A primeira notícia animadora veio da empresa americana Moderna, que desenvolve uma candidata a vacina a partir do RNA do Sars-CoV-2. Injetado o ácido nucleico no organismo, espera-se que suas células produzam proteínas iguais à do vírus e que estas, estranhas ao corpo, desencadeiem reação do sistema imune.

Os resultados iniciais são bons. Primeiro, comprovou-se com alguns voluntários que o preparado mRNA-1273 é seguro. Depois, constatou-se que produziram anticorpos neutralizantes contra o corona.
Para provar que a vacina funcionaria na população, testes de fase 3 se impõem, com centenas de voluntários. Começarão só em julho, durarão meses, e será muita sorte se os resultados permanecerem positivos nessa escala e chegarem antes do final do ano.

Pesquisador trabalha no desenvolvimento de vacina contra coronavírus
Pesquisador trabalha no desenvolvimento de vacina contra coronavírus em laboratório do Imperial College School of Medicine (ICSM) em Londres - AFP

Há uma centena de vacinas potenciais em pesquisa. Algumas usam RNA, outras DNA, outras ainda pedaços do vírus ou o bicho inteiro inativado ou atenuado. Parece provável que alguma delas acabe funcionando.

A história da imunologia contemporânea, entretanto, está pavimentada com compostos promissores que depois se mostram ineficazes ou com efeitos adversos sérios demais. Não há precedente de vacina que supere todas as etapas em um ano e meio, como esperam os otimistas que a preveem para meados de 2021.

A outra boa nova está nos estudos com macacos-resos. Verificou-se que, infectados com o novo coronavírus, eles desenvolvem enfermidade similar à dos humanos e produzem anticorpos neutralizantes contra o CoV-2. Desafiados com nova carga do vírus, semanas depois, conseguiram impedir a doença de se instalar.

Se o organismo humano se comportar como o desses primatas, será indício forte de que a imunização é possível, até mesmo provável. Noutros testes, macacos receberam injeções de vacinas em desenvolvimento, e também neste caso acabaram protegidos.

A urgência imposta pela Covid-19, que já pegou mais de 5 milhões de pessoas no mundo e matou cerca de 350 mil, mobilizou o melhor da criatividade científica e arrisca, pelo visto até aqui, chegar a uma vacina em tempo recorde. Mas isso não significa que vá resolver o problema.

Antes de mais nada, há as dificuldades logísticas de produzir e distribuir a vacina para bilhões de pessoas. Depois, quem disse que elas vão aceitar ser imunizadas?

A desconfiança com a ciência só faz aumentar. Está aí o caso da expectativa irracional com a cloroquina fomentada por irresponsáveis como Jair Bolsonaro e Donald Trump. Entrevistadores do estudo populacional coordenado pela Universidade Federal de Pelotas foram agredidos e detidos em várias cidades brasileiras.

No dia 13 saiu na revista Nature artigo preocupante comparando 1.300 páginas de grupos pró e contra vacinas numa mídia social. As favoráveis são menos numerosas e têm mais seguidores (6,9 milhões), mas as negacionistas, embora menos populares (4,2 milhões de fãs), aparecem em maior número e são mais conectadas.

Pior, os pesquisadores dos EUA constataram que o pessoal antivacina estabelece muito mais conexões com os 74,1 milhões de seguidores de páginas categorizadas como indecisas no debate sobre imunização. Há mais gente a ouvi-los.

De nada adiantará ter vacina se as pessoas preferirem orar e tomar cloroquina a se imunizar.

== == ==

**O que se pede:**
1. Responda com base no texto sobre a vacina contra o coronavírus:
(a) Qual é o nome do preparado da Moderna?
(b) Em que mês começarão os testes de fase 3?
(c) Quantos seguidores têm as páginas favoráveis às vacinas?
2. Segundo o texto sobre a vacina contra o coronavírus, o que as vacinas potenciais em pesquisa usam? Liste todas as opções citadas.

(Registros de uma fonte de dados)

== == ==

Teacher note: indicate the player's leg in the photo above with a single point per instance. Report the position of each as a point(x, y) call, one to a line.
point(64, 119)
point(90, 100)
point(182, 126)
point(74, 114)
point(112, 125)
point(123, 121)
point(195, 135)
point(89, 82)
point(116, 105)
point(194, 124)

== == ==

**Respostas do exercício:**
1.
(a) mRNA-1273
(b) Julho
(c) 6,9 milhões

2. RNA; DNA; pedaços do vírus; o vírus inteiro inativado; o vírus inteiro atenuado.